[Material]
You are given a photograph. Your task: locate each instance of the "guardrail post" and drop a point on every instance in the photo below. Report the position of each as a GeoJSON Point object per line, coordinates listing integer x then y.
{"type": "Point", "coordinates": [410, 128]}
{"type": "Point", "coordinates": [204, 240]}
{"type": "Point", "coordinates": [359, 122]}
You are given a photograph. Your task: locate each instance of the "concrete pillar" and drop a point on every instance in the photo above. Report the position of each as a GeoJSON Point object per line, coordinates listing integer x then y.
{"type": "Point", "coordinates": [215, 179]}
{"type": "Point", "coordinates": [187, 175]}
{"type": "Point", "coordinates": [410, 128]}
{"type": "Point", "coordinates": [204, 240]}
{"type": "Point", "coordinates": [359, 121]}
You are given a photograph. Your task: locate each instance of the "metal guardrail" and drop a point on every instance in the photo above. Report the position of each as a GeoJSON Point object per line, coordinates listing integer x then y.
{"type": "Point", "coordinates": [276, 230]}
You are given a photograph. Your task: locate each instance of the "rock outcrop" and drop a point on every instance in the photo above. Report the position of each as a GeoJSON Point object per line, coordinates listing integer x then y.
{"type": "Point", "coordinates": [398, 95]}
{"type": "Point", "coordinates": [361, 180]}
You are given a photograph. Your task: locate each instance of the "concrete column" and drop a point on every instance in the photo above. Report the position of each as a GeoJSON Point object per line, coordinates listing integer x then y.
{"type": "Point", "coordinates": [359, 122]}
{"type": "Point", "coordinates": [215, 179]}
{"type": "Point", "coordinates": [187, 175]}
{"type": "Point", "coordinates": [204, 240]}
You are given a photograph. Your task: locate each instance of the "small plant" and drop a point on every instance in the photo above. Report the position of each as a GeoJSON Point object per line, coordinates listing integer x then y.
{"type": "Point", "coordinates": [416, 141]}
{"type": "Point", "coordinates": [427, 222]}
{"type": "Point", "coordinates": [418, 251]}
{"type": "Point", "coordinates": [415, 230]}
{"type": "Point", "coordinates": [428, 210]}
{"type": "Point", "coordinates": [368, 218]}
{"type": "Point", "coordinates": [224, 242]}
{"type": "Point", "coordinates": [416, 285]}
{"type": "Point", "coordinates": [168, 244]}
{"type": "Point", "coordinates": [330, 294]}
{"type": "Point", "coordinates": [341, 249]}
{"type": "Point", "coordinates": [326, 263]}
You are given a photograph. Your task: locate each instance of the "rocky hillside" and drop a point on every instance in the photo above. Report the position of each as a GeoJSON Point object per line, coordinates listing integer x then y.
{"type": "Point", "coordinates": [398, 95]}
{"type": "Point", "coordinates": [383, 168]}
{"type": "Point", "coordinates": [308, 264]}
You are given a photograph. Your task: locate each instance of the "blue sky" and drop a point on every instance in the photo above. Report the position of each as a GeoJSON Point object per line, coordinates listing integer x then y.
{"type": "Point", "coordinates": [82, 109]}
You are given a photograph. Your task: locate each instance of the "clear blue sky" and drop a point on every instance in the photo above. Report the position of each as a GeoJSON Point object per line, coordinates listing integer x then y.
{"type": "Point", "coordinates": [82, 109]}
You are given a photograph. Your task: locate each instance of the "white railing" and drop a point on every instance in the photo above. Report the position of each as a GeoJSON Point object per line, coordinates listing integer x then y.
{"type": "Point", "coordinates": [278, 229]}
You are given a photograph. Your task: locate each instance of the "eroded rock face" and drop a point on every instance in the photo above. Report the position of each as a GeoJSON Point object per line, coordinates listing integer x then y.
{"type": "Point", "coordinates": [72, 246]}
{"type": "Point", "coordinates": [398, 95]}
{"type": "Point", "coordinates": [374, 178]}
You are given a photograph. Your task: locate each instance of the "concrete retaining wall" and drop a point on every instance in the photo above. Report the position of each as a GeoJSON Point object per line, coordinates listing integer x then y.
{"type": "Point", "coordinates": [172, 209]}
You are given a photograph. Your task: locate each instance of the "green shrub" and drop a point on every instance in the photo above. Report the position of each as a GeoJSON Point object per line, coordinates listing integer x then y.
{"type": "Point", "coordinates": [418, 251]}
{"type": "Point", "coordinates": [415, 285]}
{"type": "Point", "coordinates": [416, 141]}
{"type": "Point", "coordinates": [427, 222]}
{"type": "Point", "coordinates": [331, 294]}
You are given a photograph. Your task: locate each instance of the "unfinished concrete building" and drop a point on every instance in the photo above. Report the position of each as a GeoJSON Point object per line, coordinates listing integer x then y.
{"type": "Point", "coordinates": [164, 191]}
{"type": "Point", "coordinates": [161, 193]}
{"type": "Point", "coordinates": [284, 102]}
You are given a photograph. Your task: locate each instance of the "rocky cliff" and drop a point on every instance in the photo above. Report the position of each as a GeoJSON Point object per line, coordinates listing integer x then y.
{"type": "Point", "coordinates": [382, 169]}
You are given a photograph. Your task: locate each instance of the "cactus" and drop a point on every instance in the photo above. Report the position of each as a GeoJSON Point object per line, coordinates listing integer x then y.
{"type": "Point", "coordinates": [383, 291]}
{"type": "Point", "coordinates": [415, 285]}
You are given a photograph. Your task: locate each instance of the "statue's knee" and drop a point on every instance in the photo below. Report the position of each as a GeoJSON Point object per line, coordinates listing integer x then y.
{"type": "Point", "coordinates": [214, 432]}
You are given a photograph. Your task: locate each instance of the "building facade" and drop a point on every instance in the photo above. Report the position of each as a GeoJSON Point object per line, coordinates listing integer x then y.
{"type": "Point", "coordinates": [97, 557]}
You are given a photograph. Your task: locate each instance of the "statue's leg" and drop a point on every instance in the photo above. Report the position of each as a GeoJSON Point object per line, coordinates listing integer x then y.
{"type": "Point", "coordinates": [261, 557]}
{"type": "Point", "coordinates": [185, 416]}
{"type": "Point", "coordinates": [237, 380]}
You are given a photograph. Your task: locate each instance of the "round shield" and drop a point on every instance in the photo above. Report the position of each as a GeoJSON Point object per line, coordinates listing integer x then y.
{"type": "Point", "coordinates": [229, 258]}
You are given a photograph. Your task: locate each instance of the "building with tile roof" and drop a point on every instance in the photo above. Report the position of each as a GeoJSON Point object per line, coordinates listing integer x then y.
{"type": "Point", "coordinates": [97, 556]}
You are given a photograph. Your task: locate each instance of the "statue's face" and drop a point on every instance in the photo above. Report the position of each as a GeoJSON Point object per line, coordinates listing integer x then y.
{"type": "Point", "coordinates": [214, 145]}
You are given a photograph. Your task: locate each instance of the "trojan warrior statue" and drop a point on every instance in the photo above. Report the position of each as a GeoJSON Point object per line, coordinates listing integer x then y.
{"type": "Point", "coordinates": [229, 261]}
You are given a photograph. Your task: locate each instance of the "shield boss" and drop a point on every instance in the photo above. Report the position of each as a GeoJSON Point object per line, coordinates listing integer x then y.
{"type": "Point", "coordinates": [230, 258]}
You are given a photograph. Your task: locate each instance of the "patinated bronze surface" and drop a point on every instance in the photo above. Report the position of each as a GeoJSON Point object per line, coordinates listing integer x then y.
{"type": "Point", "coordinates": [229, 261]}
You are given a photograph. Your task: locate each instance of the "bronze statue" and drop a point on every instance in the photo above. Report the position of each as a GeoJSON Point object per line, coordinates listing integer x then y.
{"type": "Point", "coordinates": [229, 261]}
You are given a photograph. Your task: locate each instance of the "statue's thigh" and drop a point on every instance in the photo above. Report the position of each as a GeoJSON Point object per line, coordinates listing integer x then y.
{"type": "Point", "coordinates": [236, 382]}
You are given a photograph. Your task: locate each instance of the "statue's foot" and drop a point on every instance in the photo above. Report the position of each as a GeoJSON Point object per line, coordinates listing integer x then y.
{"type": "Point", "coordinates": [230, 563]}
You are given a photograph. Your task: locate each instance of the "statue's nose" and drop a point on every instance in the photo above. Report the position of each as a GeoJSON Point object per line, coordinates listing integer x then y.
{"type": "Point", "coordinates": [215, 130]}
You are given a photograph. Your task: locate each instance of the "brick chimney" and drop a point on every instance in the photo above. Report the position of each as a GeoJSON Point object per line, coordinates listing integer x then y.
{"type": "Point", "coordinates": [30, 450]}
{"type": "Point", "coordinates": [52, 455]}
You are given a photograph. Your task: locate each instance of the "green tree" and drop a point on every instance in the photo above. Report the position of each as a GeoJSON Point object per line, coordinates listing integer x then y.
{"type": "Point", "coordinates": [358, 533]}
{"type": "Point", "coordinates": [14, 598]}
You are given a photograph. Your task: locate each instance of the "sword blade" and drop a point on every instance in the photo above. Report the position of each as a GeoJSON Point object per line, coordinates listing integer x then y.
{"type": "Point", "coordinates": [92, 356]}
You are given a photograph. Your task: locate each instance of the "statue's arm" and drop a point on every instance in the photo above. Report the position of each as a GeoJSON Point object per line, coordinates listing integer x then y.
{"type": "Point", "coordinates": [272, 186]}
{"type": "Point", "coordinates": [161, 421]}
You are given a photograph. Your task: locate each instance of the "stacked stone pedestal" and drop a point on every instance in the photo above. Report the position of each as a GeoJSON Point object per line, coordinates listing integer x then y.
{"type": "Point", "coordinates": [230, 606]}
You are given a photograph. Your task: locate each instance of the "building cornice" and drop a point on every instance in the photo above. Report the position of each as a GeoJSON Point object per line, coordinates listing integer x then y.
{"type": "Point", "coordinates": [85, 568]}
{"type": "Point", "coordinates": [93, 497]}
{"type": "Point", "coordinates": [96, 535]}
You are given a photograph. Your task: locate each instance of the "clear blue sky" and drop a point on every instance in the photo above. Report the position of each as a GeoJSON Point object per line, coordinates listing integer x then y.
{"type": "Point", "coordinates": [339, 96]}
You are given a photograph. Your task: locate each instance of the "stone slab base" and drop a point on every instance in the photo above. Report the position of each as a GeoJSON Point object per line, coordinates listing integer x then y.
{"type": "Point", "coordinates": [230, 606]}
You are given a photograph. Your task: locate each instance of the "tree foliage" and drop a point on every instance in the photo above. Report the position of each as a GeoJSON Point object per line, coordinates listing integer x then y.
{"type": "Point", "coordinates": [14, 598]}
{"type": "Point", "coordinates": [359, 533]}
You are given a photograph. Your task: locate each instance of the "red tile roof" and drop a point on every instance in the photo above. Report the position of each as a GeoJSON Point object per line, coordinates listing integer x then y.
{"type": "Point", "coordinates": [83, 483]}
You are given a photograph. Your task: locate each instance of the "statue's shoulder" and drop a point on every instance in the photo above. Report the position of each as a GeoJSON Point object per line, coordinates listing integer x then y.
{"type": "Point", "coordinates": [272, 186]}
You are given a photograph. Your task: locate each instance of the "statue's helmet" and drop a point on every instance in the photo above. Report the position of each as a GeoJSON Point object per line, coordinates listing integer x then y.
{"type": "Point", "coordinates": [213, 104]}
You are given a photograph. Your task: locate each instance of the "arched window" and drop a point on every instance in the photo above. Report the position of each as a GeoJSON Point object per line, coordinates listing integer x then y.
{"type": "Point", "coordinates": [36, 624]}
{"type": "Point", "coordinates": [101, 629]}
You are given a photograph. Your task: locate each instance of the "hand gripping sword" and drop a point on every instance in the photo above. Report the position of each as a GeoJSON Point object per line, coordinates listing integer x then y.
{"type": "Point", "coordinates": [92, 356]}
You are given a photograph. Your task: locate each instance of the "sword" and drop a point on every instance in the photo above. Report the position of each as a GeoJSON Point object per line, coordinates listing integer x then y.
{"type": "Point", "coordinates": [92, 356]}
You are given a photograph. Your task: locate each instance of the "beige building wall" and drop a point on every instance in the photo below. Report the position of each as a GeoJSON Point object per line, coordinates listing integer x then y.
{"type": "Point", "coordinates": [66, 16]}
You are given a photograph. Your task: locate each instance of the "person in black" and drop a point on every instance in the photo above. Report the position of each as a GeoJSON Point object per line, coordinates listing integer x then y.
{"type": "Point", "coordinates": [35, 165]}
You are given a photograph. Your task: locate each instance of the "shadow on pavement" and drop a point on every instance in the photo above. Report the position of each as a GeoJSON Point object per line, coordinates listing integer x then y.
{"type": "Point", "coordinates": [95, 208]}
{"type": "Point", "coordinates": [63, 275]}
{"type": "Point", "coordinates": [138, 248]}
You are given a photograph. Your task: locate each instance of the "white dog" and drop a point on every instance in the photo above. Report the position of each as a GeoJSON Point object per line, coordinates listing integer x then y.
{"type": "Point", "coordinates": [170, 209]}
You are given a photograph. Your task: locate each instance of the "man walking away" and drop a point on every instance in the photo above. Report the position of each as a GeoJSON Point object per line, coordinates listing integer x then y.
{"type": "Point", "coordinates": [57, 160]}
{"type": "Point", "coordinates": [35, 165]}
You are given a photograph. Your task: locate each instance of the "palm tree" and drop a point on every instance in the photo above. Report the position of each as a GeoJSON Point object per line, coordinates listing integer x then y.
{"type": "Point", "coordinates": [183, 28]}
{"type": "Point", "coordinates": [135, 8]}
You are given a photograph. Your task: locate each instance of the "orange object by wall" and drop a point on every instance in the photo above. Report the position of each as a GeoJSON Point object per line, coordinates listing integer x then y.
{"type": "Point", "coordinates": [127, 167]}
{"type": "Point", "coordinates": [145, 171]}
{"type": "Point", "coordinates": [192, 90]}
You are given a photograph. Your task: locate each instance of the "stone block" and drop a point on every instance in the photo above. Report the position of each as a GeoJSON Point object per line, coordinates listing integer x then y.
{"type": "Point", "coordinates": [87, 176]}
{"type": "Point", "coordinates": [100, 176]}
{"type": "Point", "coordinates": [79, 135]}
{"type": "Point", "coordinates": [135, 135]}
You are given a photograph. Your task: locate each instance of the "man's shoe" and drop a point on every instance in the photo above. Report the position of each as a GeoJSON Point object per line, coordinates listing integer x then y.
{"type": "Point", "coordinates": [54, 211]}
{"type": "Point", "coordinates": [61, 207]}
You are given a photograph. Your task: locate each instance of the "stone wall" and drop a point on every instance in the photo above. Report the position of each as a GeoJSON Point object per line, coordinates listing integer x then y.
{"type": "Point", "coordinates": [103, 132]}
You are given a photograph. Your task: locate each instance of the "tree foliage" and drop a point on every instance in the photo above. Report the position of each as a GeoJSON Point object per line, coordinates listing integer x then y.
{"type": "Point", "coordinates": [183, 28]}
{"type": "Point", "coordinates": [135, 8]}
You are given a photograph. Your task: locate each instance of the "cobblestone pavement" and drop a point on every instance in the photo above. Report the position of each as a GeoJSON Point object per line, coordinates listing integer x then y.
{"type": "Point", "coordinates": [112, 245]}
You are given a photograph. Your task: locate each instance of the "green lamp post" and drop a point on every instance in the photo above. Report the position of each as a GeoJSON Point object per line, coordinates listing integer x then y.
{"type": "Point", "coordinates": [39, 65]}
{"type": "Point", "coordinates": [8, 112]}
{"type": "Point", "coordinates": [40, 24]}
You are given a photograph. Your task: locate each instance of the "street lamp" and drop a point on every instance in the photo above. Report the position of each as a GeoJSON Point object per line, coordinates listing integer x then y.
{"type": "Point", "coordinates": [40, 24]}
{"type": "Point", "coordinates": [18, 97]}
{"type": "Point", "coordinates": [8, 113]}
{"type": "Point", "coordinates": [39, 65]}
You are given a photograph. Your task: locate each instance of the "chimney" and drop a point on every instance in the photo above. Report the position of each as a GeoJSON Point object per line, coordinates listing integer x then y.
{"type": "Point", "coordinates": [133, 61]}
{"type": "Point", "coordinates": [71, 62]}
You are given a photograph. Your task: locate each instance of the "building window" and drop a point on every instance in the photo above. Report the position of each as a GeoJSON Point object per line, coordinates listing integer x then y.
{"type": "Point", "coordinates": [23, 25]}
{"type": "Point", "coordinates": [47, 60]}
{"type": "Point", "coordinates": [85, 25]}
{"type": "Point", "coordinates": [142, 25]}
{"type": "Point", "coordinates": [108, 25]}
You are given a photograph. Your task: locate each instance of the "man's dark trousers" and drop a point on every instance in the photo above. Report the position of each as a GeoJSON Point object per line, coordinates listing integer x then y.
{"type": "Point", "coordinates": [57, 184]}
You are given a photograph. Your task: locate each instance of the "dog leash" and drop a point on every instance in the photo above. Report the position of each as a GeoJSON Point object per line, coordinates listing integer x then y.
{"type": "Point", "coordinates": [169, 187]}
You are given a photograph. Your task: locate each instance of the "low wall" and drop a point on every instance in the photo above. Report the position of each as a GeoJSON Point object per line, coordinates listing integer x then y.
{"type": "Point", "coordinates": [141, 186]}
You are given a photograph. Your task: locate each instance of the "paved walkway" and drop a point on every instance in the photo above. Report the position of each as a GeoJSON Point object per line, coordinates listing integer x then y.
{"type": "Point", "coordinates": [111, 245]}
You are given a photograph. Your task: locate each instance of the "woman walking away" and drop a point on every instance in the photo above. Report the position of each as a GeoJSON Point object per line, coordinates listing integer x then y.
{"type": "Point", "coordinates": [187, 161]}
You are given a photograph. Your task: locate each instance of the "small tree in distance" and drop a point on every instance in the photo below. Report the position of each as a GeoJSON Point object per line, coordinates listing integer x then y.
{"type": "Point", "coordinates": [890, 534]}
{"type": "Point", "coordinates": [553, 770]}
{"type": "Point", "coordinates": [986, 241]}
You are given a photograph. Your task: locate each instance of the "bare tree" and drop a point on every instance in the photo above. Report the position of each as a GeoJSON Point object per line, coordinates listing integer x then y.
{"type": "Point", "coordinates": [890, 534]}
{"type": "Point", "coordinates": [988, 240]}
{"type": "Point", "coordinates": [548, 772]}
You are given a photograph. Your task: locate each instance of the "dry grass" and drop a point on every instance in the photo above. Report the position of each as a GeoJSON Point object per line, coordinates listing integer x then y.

[Aim of the exercise]
How many lines of the material above contain the string "small"? Case counts, so give only the number.

[The output]
2